=== Your objective ===
Emit a verbatim copy of the lines running from the line with "the white paper" through the end of the material below.

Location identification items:
########

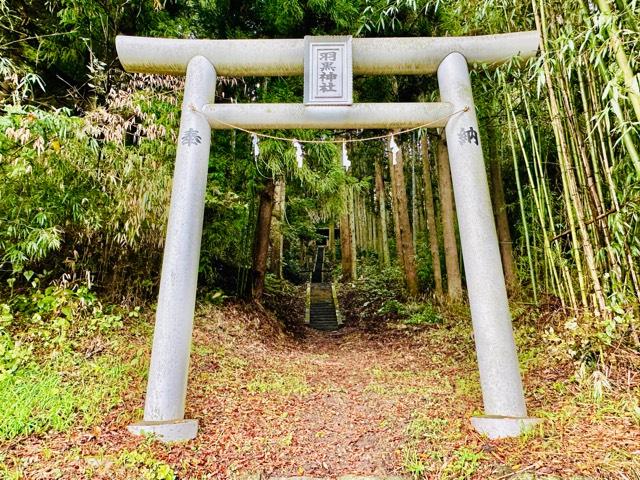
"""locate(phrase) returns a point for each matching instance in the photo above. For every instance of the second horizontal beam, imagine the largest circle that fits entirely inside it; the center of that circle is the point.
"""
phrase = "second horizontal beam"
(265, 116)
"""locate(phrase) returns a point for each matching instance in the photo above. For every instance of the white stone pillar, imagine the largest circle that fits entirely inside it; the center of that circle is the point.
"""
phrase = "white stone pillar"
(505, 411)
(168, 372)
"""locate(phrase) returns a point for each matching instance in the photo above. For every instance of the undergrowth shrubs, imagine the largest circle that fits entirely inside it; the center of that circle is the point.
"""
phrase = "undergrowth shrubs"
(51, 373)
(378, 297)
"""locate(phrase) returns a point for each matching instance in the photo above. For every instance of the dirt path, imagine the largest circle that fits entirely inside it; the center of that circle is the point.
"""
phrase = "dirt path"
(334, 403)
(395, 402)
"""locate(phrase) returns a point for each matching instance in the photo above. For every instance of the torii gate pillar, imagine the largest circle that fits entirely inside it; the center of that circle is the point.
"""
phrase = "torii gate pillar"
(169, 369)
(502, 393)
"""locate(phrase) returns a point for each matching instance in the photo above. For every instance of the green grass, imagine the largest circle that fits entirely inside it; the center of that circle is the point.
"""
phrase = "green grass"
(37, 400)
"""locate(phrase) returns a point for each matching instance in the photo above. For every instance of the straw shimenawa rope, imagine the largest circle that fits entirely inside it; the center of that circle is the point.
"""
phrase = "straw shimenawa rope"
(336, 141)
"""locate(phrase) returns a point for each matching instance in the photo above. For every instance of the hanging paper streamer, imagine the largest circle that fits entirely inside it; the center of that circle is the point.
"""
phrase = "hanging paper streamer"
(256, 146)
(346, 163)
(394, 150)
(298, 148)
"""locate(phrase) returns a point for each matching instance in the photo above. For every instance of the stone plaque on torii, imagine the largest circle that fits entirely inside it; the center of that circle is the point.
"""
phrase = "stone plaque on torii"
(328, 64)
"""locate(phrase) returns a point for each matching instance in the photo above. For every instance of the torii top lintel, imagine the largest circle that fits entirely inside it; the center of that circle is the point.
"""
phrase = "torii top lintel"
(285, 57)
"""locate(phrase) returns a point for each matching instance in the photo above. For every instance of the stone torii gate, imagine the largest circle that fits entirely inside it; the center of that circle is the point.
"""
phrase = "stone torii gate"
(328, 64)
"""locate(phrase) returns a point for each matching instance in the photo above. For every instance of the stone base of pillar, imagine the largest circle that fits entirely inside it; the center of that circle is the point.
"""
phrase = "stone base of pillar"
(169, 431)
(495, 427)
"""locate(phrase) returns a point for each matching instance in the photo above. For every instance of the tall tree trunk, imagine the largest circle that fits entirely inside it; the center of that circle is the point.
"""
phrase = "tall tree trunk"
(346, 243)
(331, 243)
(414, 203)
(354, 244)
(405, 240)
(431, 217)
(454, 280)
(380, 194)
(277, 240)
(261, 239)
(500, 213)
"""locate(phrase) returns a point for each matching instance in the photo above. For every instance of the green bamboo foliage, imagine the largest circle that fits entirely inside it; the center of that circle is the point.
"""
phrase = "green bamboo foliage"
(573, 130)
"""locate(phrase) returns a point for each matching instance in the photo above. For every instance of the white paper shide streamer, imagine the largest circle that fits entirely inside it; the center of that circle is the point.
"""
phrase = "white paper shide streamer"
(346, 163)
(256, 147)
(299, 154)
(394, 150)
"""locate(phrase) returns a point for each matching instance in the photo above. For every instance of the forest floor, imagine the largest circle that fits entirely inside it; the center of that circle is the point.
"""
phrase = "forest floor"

########

=== Task result ===
"""locate(phrase) returns a point for each matching instance in the photo above. For every instance of the white paper shide streamer, imagine the largest circle that fits entirely inside it; the center of that circle is the point.
"""
phrase = "white paper shide streamer"
(346, 163)
(256, 147)
(299, 154)
(394, 150)
"""locate(phrase) returns a point for each matching instance in the photo above. For every instance of the forest floor, imagine the largest circle that fits entirely inside it; the center of that circle is the point.
"""
phrase = "forest floor"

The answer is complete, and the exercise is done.